* Begin DOCUMENT SECTION *

Buffalo Wild Wings (NASDAQ:BWLD) stock has risen nearly 20% since the company released better-than-expected second-quarter 2016 results in July. But if B-Dubs' newest promotion is any indication, it's apparent that the wings, beer, and sports-centric restaurant chain isn't resting on its heels just yet.
More specifically, Buffalo Wild Wings is now offering half-price traditional wings every Tuesday at more than 1,100 locations nationwide.
To be fair, this shouldn't be entirely surprising. Buffalo Wild Wings did, after all, note in its earnings press release last quarter that it would be "highlighting [its] value offering on Wing Tuesdays" in the third quarter, namely to take advantage of the return of American football and its new fall media campaign.
The multimillion-dollar question
But as a longtime Buffalo Wild Wings investor myself, that also raises the question: How can Buffalo Wild Wings possibly afford to offer half-priced wings -- even if only on a single day of the week -- without sacrificing its profitability or goals for sustained earnings growth?
For one, keep in mind that the average cost for traditional wings in the first two months of the third quarter was $1.69 per pound, marking a 5.6% decline from $1.79 per pound in the same year-ago period. And while those costs do fluctuate from quarter to quarter, Buffalo Wild Wings enjoys reasonable visibility into this variable expense; this past April, Buffalo Wild Wings renewed modified pricing contracts that narrow the potential price range it pays for around two-thirds of its traditional wing supply.
Management also revealed to investors during the subsequent Q2 earnings conference call that it was already testing the concept of half-priced traditional wings at 80 restaurants. And the 50%-off deal represents only a "slight" discount, according to Buffalo Wild Wings CEO Sally Smith, from the $0.60 to $0.65 traditional wing promotion Buffalo Wild Wings has long offered at its locations nationwide.
"It's easier for our restaurant teams to execute and simpler for our fans to understand," Smith elaborated during the call. "We've seen a significant traffic lift with the half-price offer."
That's fair enough, as the price of the various sizes of traditional wing orders has climbed along with moderate menu price increases over the past year, making it difficult for all but the most frequent patrons to know exactly how much money they were saving on any given Wing Tuesday.

* End DOCUMENT SECTION *
* Begin DATA RECORDS *

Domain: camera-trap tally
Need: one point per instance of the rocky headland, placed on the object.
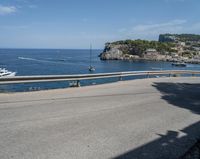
(169, 47)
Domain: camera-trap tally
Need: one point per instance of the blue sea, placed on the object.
(66, 62)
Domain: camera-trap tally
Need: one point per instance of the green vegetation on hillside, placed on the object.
(138, 47)
(179, 37)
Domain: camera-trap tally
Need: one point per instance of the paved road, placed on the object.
(150, 118)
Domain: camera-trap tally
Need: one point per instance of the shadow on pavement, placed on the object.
(175, 143)
(182, 95)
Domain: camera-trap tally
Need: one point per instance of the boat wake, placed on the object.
(53, 61)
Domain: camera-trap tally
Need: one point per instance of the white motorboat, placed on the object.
(6, 73)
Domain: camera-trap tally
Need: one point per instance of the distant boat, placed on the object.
(179, 64)
(6, 73)
(91, 68)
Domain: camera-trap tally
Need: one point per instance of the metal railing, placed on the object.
(79, 77)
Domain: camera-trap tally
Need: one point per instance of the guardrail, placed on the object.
(79, 77)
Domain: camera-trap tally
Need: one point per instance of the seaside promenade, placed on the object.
(140, 119)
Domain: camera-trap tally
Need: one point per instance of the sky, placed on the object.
(74, 24)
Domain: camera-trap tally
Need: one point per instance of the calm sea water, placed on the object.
(65, 61)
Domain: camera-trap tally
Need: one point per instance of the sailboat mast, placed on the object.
(90, 55)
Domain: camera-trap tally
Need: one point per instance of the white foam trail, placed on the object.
(47, 61)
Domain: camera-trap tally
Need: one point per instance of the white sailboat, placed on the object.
(6, 73)
(91, 68)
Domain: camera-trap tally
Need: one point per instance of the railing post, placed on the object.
(148, 75)
(120, 77)
(78, 84)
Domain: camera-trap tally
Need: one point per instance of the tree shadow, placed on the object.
(169, 146)
(183, 95)
(172, 145)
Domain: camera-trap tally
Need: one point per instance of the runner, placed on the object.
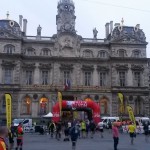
(3, 136)
(92, 128)
(115, 133)
(146, 131)
(52, 128)
(74, 133)
(101, 129)
(132, 132)
(19, 137)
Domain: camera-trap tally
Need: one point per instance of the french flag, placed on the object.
(67, 85)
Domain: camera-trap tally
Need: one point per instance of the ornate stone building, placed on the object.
(33, 68)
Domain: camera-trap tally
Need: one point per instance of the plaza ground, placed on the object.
(44, 142)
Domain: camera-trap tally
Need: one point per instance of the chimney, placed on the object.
(111, 26)
(138, 26)
(117, 24)
(107, 29)
(25, 26)
(20, 20)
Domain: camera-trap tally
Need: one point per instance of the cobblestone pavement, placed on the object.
(44, 142)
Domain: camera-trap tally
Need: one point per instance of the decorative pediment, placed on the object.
(66, 67)
(45, 66)
(131, 35)
(28, 65)
(88, 67)
(122, 66)
(137, 67)
(102, 68)
(8, 63)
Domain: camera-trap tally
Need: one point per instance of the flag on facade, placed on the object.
(120, 95)
(60, 101)
(8, 109)
(67, 85)
(131, 115)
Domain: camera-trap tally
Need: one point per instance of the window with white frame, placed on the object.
(8, 76)
(45, 74)
(121, 53)
(102, 78)
(136, 54)
(9, 49)
(122, 78)
(66, 77)
(137, 78)
(102, 54)
(29, 77)
(87, 78)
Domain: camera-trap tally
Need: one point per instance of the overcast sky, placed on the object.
(90, 14)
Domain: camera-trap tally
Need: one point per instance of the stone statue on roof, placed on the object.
(95, 32)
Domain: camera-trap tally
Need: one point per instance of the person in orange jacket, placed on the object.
(3, 136)
(19, 137)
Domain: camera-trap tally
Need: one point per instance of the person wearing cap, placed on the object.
(3, 136)
(115, 133)
(19, 137)
(132, 132)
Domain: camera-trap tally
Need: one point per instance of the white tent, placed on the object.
(49, 115)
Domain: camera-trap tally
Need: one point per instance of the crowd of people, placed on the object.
(73, 130)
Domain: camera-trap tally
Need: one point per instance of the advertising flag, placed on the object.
(120, 95)
(8, 109)
(131, 114)
(60, 101)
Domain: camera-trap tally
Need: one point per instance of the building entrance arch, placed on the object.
(75, 106)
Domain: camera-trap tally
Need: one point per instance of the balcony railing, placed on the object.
(61, 87)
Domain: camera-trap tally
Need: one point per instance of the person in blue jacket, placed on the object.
(74, 134)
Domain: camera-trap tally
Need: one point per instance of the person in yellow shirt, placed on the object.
(132, 132)
(3, 135)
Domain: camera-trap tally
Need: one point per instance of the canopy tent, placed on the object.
(49, 115)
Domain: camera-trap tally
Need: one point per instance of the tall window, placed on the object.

* End DATA RECORDS *

_GOALS:_
1) Revise the Buffalo Wild Wings article between "The multimillion-dollar question" and "traditional wing supply.", inclusive, putting "insight" in place of "visibility".
2) In the Buffalo Wild Wings article, what was the average cost per pound of traditional wings in the first two months of the third quarter?
Use only the Buffalo Wild Wings article for what follows.

_SOLUTION SET:_
1)
The multimillion-dollar question
But as a longtime Buffalo Wild Wings investor myself, that also raises the question: How can Buffalo Wild Wings possibly afford to offer half-priced wings -- even if only on a single day of the week -- without sacrificing its profitability or goals for sustained earnings growth?
For one, keep in mind that the average cost for traditional wings in the first two months of the third quarter was $1.69 per pound, marking a 5.6% decline from $1.79 per pound in the same year-ago period. And while those costs do fluctuate from quarter to quarter, Buffalo Wild Wings enjoys reasonable insight into this variable expense; this past April, Buffalo Wild Wings renewed modified pricing contracts that narrow the potential price range it pays for around two-thirds of its traditional wing supply.

2) $1.69 per pound